### DO THIS
What follows is a set of records, each of which is to be written out exactly.

### GIVEN INFORMATION
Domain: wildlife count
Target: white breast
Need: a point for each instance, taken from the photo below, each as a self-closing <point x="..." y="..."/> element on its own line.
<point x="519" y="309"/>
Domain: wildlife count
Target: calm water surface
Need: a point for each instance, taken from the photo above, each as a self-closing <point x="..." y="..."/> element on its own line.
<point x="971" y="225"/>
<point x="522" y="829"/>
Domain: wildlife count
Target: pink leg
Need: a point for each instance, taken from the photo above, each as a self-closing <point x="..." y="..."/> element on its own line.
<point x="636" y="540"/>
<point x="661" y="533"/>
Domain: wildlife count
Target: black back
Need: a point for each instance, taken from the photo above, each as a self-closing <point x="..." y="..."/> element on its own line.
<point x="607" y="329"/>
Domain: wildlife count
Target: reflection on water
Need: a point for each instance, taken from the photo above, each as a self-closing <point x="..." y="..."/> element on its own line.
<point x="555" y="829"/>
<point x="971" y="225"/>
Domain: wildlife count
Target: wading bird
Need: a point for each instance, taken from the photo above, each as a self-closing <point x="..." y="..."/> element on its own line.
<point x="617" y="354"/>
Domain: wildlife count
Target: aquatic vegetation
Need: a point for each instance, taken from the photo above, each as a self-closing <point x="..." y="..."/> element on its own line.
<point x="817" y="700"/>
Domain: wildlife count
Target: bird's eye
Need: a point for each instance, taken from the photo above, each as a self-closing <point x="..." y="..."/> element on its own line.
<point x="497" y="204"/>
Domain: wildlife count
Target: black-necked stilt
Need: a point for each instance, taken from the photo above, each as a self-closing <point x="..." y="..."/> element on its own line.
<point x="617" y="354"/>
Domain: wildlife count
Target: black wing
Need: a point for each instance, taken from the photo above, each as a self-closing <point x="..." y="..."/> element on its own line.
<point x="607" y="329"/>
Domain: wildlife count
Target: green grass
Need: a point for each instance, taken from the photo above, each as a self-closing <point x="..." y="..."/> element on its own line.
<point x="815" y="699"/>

### THE ANSWER
Domain: wildlife count
Target: white breast
Need: a point for each instance, taken from the photo below, each as a self-closing <point x="..." y="..."/> element on its own line.
<point x="519" y="309"/>
Domain: wildlife count
Target: calm water surface
Need: a point for each instance, taken from the photo above, each as a self-closing <point x="..." y="..."/> element on its own line.
<point x="971" y="225"/>
<point x="522" y="829"/>
Domain: wildlife count
Target: pink leg
Need: a point for each instance, taken from the photo above, each as a self-closing <point x="..." y="..."/> element on its own line.
<point x="636" y="540"/>
<point x="661" y="533"/>
Domain: wildlife count
Target: black back
Need: a point for each instance, taken from the photo above, each as a self-closing <point x="..." y="..."/> element on its own line.
<point x="607" y="329"/>
Domain: wildlife count
Target: reflection on water
Need: a point for each instance, taken from the photo above, each as a self-closing <point x="..." y="..."/> element on its own line.
<point x="555" y="829"/>
<point x="971" y="225"/>
Domain: wildlife count
Target: wading bird
Need: a point for each instance, taken from the photo above, each as a self-closing <point x="..." y="..."/> element on its own line.
<point x="617" y="354"/>
Domain: wildlife count
Target: aquatic vegetation
Need: a point for each instance, taken from the photo above, each as a self-closing <point x="..." y="..."/> element on its own line.
<point x="817" y="700"/>
Domain: wildlife count
Target: bird's eye
Need: a point for each instance, taken from the photo above, each as a self-closing <point x="..." y="..."/> element on its own line.
<point x="497" y="204"/>
Domain: wildlife count
Target: black-necked stilt
Need: a point for each instance, taken from the photo above, each as a self-closing <point x="..." y="..."/> element on its own line.
<point x="617" y="354"/>
Domain: wildlife count
Target: black wing
Need: a point for each instance, taken from the photo above, each as a self-closing <point x="..." y="..."/> element on its own line.
<point x="607" y="329"/>
Domain: wildlife count
Target: green grass
Need: a point for each instance, taken from the photo above, each as a self-closing <point x="..." y="..."/> element on its own line.
<point x="815" y="699"/>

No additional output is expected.